• **WHAT YOU ARE ASKED TO DO**: Nothing should differ. Repeat every record as written.

• **RECORDS FOR THE TASK**:
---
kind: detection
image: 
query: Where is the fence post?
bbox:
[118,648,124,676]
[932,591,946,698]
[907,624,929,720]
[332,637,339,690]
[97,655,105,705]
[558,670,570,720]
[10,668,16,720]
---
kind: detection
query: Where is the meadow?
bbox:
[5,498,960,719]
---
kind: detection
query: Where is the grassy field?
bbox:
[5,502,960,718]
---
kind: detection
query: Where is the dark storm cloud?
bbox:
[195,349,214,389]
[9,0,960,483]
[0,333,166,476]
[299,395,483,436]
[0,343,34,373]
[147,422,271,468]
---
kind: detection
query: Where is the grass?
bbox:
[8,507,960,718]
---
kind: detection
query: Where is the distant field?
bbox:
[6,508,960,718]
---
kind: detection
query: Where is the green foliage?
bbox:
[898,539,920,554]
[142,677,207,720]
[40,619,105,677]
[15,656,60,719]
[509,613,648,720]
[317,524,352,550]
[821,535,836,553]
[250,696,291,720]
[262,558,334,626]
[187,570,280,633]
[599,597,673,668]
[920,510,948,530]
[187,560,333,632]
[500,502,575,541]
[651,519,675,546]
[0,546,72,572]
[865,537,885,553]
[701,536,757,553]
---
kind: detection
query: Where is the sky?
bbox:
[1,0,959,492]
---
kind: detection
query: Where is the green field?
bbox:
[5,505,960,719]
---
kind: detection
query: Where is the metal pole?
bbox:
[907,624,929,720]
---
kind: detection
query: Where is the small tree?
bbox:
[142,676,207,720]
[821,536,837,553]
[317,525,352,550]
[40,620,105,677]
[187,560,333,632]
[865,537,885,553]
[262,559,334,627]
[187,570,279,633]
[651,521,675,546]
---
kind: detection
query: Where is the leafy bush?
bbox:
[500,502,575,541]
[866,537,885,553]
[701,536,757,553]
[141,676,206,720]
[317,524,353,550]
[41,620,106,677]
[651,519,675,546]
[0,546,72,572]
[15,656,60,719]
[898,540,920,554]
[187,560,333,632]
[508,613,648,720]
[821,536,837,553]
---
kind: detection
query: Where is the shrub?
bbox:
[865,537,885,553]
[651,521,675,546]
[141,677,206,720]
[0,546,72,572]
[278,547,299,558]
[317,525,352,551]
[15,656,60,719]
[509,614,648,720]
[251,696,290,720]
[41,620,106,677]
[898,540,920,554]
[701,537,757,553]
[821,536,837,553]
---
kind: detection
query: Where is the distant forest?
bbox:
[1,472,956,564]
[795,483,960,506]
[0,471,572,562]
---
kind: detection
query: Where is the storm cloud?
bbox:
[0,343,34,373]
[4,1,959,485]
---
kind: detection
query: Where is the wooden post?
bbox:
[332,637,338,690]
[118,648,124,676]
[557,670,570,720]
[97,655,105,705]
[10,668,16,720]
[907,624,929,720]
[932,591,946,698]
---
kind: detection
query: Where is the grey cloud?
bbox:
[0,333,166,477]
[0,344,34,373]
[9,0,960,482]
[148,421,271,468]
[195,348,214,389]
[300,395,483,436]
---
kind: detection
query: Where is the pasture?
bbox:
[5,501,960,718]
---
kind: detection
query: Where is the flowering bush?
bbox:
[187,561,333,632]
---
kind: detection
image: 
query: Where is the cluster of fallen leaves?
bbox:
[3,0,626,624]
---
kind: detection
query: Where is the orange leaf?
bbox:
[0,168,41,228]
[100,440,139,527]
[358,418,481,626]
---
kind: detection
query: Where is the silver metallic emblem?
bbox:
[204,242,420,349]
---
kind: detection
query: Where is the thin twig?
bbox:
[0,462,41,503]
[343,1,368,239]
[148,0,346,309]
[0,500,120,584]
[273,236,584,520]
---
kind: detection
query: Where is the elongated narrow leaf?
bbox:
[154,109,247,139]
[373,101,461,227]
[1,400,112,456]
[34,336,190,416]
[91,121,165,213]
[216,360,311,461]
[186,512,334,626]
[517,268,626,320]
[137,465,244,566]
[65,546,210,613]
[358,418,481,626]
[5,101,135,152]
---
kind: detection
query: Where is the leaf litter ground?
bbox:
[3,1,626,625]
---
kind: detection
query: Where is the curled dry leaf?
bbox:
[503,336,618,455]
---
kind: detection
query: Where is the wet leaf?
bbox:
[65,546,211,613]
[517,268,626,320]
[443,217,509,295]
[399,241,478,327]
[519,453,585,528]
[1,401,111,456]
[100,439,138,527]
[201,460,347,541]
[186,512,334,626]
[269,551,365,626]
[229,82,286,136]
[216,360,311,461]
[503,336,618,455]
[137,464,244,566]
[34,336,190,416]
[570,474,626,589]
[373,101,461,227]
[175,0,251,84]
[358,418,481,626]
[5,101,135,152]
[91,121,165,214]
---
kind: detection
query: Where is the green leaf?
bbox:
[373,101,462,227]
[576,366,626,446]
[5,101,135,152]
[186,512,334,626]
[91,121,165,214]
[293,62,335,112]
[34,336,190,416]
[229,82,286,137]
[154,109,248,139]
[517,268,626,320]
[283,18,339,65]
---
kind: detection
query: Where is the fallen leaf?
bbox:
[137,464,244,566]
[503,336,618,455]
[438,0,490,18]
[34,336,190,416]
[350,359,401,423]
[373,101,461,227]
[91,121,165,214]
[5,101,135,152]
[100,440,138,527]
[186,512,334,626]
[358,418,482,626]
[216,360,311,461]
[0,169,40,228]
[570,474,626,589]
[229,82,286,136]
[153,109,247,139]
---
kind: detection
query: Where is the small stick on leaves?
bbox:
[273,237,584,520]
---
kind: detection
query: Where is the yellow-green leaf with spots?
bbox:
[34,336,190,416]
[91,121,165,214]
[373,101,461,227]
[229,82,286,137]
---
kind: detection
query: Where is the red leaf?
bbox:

• **COMPLETED TASK**:
---
kind: detection
image: 
query: Where is the fence post?
bbox:
[118,648,124,676]
[932,591,946,698]
[907,624,929,720]
[332,637,339,690]
[97,655,105,705]
[558,670,570,720]
[10,668,16,720]
---
kind: detection
query: Where is the meadow?
bbox:
[5,498,960,719]
---
kind: detection
query: Where is the grassy field?
bbox:
[5,502,960,718]
---
kind: detection
query: Where is the dark storm cloud?
bbox:
[195,349,214,389]
[9,0,960,483]
[0,333,166,476]
[299,395,483,436]
[0,343,34,373]
[147,422,271,468]
---
kind: detection
query: Where is the grass?
bbox:
[8,507,960,718]
---
kind: detection
query: Where is the distant field?
bbox:
[6,508,960,718]
---
kind: detection
query: Where is the green foliage?
bbox:
[898,539,920,554]
[142,677,207,720]
[40,619,105,677]
[15,656,60,719]
[509,613,648,720]
[317,524,352,550]
[821,535,836,553]
[250,696,291,720]
[262,558,334,626]
[187,570,280,633]
[599,597,673,668]
[920,510,948,530]
[187,560,333,632]
[500,502,575,541]
[651,519,675,546]
[0,546,72,572]
[865,537,885,553]
[701,536,757,553]
---
kind: detection
query: Where is the sky?
bbox:
[1,0,959,492]
---
kind: detection
query: Where is the green field?
bbox:
[5,505,960,719]
---
kind: detection
query: Where is the metal pole?
bbox:
[907,624,929,720]
---
kind: detection
query: Where is the small tree?
bbox:
[142,676,207,720]
[821,536,837,553]
[317,525,352,550]
[40,620,105,677]
[187,560,333,632]
[865,537,885,553]
[262,559,334,627]
[187,570,279,633]
[651,521,675,546]
---
kind: detection
query: Where is the leafy bush?
bbox:
[500,502,575,541]
[866,537,885,553]
[701,536,757,553]
[141,676,206,720]
[317,524,353,550]
[41,620,106,677]
[651,519,675,546]
[0,546,72,572]
[15,656,60,719]
[898,540,920,554]
[187,560,333,632]
[508,613,648,720]
[821,536,837,553]
---
kind: detection
query: Where is the shrub?
bbox:
[865,537,885,553]
[651,521,675,546]
[141,677,206,720]
[0,546,72,572]
[278,547,299,558]
[317,525,352,551]
[15,656,60,719]
[509,614,648,720]
[251,696,290,720]
[41,620,106,677]
[898,540,920,554]
[701,537,757,553]
[821,536,837,553]
---
kind: detection
query: Where is the distant forest?
bbox:
[1,472,956,564]
[795,483,960,506]
[0,471,572,562]
---
kind: detection
query: Where is the storm cloud?
bbox:
[0,343,34,373]
[4,1,959,485]
---
kind: detection
query: Where is the wooden post?
bbox:
[332,637,338,690]
[118,648,124,676]
[557,670,570,720]
[97,655,105,705]
[10,668,16,720]
[907,624,929,720]
[932,591,946,698]
---
kind: detection
query: Where is the grey cloud?
bbox:
[0,333,166,477]
[0,344,34,373]
[9,0,960,482]
[148,421,271,468]
[195,348,214,389]
[300,395,483,436]
---
kind: detection
query: Where is the pasture?
bbox:
[5,501,960,718]
---
kind: detection
query: Where is the flowering bush?
bbox:
[187,561,333,632]
---
kind: detection
image: 
query: Where is the cluster of fallen leaves?
bbox:
[3,0,626,624]
---
kind: detection
query: Where is the orange leaf?
bbox:
[0,168,41,228]
[100,440,139,527]
[358,418,481,626]
---
kind: detection
query: Where is the silver metallic emblem?
bbox:
[204,242,420,349]
---
kind: detection
query: Where is the thin twig?
bbox:
[0,462,41,503]
[343,1,368,239]
[148,0,346,309]
[0,500,120,584]
[273,236,584,520]
---
kind: detection
query: Where is the elongated narrow leaf?
bbox:
[154,109,247,139]
[373,101,461,227]
[1,400,112,456]
[34,336,190,416]
[91,121,165,213]
[216,360,311,461]
[186,512,334,626]
[517,268,626,320]
[137,465,244,566]
[65,546,210,613]
[358,418,481,626]
[5,101,135,152]
---
kind: detection
query: Where is the leaf litter ground?
bbox:
[3,1,626,625]
---
kind: detection
query: Where is the curled dry leaf?
bbox:
[503,336,618,455]
---
kind: detection
query: Where is the wet leaf?
bbox:
[65,546,211,613]
[517,268,626,320]
[443,217,509,295]
[399,241,478,327]
[519,453,585,528]
[1,401,111,456]
[100,439,138,527]
[201,460,347,541]
[186,512,334,626]
[269,551,365,626]
[229,82,286,136]
[216,360,311,461]
[503,336,618,455]
[137,464,244,566]
[34,336,190,416]
[570,474,626,589]
[373,101,461,227]
[175,0,251,84]
[358,418,481,626]
[5,101,135,152]
[91,121,165,214]
---
kind: detection
query: Where is the green leaf?
bbox:
[373,101,462,227]
[576,366,626,446]
[5,101,135,152]
[186,512,334,626]
[91,121,165,214]
[293,62,335,112]
[34,336,190,416]
[229,82,286,137]
[154,109,248,139]
[517,268,626,320]
[283,18,339,65]
---
kind: detection
query: Where is the fallen leaf?
bbox:
[137,464,244,566]
[503,336,618,455]
[438,0,490,18]
[34,336,190,416]
[350,359,401,423]
[373,101,461,227]
[91,121,165,214]
[5,101,135,152]
[100,440,138,527]
[186,512,334,626]
[358,418,482,626]
[216,360,311,461]
[0,169,40,228]
[570,474,626,589]
[229,82,286,136]
[153,109,247,139]
---
kind: detection
query: Where is the small stick on leaves?
bbox:
[273,237,584,520]
---
kind: detection
query: Where is the yellow-green leaf with spots?
bbox:
[34,336,190,416]
[91,121,165,214]
[373,101,461,227]
[229,82,286,137]
---
kind: detection
query: Where is the red leaf?
bbox:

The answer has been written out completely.